▶ **Objet de la tâche**: D'après l'extrait consacré à l'hommage de Caroline Montier à Juliette Gréco, pourquoi la longue robe rouge qu'elle porte convient-elle au spectacle « Juliette Gréco, La Femme » ? Répondez en une à trois phrases.

▶ **Extrait**:
Caroline Montier: un sensuel et malicieux hommage à Juliette Gréco

(c) Matthieu Camille Colin

Lorsqu'elle ne se produit pas avec ses pétillantes et virevoltantes complices les Swinging Poules, Caroline Montier se pose au piano (ou prend son ukulélé) , le temps de rendre hommage à des icônes de la chanson française. 

Après son sensible et élégant récital consacré à Barbara en avril 2017, elle a troqué  sa tenue noire contre une longue robe rouge. Une couleur qui sied bien au sensuel et malicieux spectacle "Juliette Gréco, La Femme". Avec la collaboration artistique de Caroline Loeb, accompagnée à la contrebasse par Stephen Harrison ou Sylvain Dubrez (en alternance), Caroline donne, une fois encore, la mesure de son talent dans un exercice toujours périlleux.

▶ **Matériel fourni**:
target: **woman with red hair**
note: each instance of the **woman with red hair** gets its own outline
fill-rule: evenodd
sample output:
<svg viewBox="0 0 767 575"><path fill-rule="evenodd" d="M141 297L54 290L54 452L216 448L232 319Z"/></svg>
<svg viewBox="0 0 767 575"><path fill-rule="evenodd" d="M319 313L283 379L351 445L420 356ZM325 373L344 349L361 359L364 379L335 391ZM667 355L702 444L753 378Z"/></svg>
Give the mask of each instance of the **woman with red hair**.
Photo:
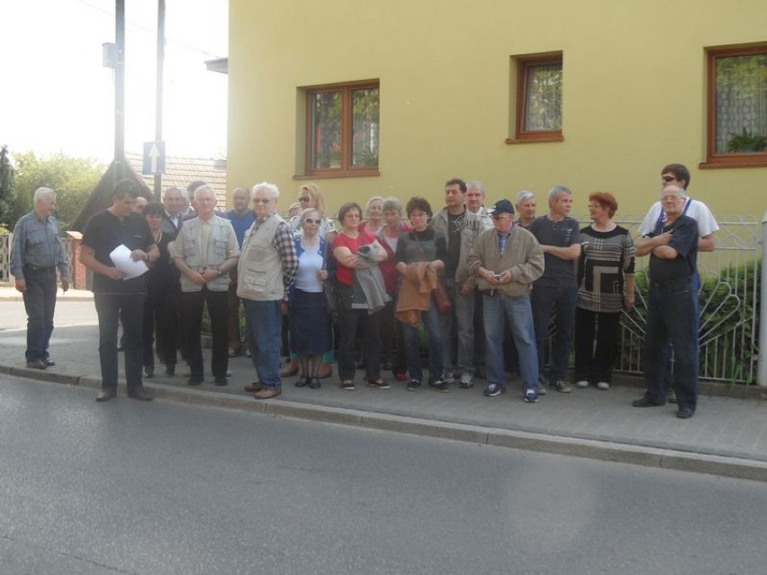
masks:
<svg viewBox="0 0 767 575"><path fill-rule="evenodd" d="M589 196L591 224L581 229L575 309L575 385L609 389L620 336L620 314L634 305L634 240L612 217L611 193ZM594 346L594 339L597 345Z"/></svg>

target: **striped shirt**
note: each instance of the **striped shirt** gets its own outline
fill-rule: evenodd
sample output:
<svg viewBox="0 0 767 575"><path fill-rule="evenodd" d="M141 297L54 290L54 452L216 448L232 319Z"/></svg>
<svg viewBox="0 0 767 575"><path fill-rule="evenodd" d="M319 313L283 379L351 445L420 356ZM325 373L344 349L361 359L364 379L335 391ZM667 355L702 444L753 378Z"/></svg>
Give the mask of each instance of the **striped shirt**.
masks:
<svg viewBox="0 0 767 575"><path fill-rule="evenodd" d="M577 307L603 313L622 310L624 278L634 275L635 252L634 240L625 228L616 226L611 231L583 228Z"/></svg>
<svg viewBox="0 0 767 575"><path fill-rule="evenodd" d="M53 216L41 220L34 211L24 214L14 229L11 274L24 279L24 266L58 267L61 277L69 277L69 263L59 236L59 222Z"/></svg>

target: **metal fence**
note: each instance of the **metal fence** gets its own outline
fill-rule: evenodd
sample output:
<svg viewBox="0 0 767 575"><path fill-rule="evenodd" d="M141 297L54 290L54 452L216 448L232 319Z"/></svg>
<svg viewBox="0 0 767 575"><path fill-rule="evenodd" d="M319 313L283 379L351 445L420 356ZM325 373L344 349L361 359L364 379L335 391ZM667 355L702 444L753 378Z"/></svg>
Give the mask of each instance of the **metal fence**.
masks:
<svg viewBox="0 0 767 575"><path fill-rule="evenodd" d="M636 238L641 219L628 217L616 222ZM719 218L718 224L716 250L698 254L700 377L753 383L759 351L762 224L755 217L741 216ZM649 257L636 258L636 302L633 310L624 312L621 322L622 353L617 369L627 373L643 371L648 263Z"/></svg>

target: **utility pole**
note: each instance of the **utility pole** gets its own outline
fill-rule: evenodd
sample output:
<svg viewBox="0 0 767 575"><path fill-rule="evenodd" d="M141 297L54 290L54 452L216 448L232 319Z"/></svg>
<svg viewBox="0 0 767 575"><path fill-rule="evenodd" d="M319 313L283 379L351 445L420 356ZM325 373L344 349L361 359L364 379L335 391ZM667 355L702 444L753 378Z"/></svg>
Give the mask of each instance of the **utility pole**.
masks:
<svg viewBox="0 0 767 575"><path fill-rule="evenodd" d="M158 75L155 102L155 141L162 141L162 85L165 65L165 0L158 0ZM162 201L162 173L155 174L155 202Z"/></svg>
<svg viewBox="0 0 767 575"><path fill-rule="evenodd" d="M114 178L125 177L125 0L115 0Z"/></svg>

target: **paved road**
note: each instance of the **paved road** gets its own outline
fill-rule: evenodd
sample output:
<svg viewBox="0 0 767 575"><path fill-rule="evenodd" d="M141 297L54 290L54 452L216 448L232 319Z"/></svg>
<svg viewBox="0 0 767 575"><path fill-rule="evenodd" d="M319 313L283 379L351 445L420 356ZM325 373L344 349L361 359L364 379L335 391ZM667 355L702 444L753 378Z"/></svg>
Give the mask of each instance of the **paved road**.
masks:
<svg viewBox="0 0 767 575"><path fill-rule="evenodd" d="M0 572L764 571L760 482L0 380Z"/></svg>

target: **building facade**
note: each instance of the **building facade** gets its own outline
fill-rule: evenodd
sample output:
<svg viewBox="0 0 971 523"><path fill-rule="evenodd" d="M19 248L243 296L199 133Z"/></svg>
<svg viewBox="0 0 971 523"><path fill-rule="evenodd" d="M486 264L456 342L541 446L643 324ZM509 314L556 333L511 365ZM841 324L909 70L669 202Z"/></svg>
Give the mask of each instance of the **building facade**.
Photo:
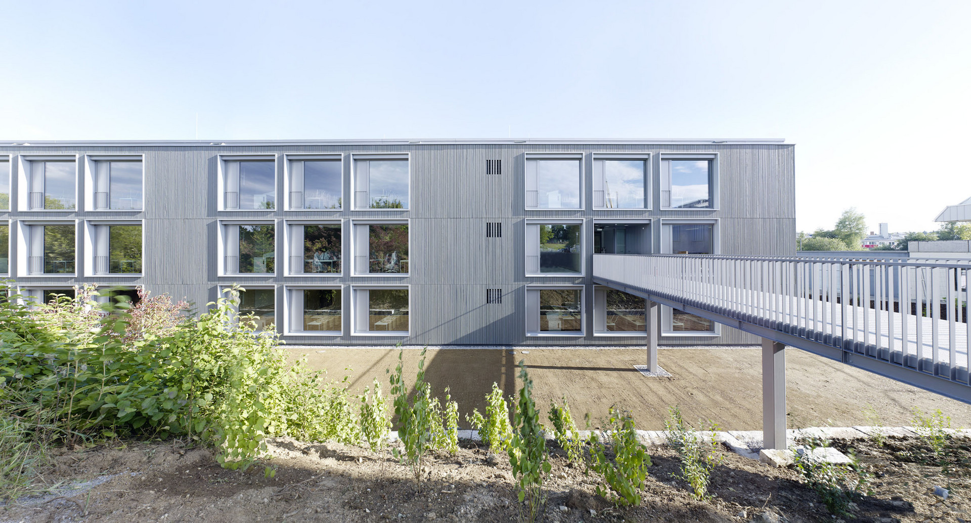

▶ **Réponse attendue**: Le rouge est une couleur qui sied bien au caractère sensuel et malicieux du spectacle « Juliette Gréco, La Femme ». Pour ce récital, Caroline Montier a troqué la tenue noire de son hommage à Barbara contre cette longue robe rouge.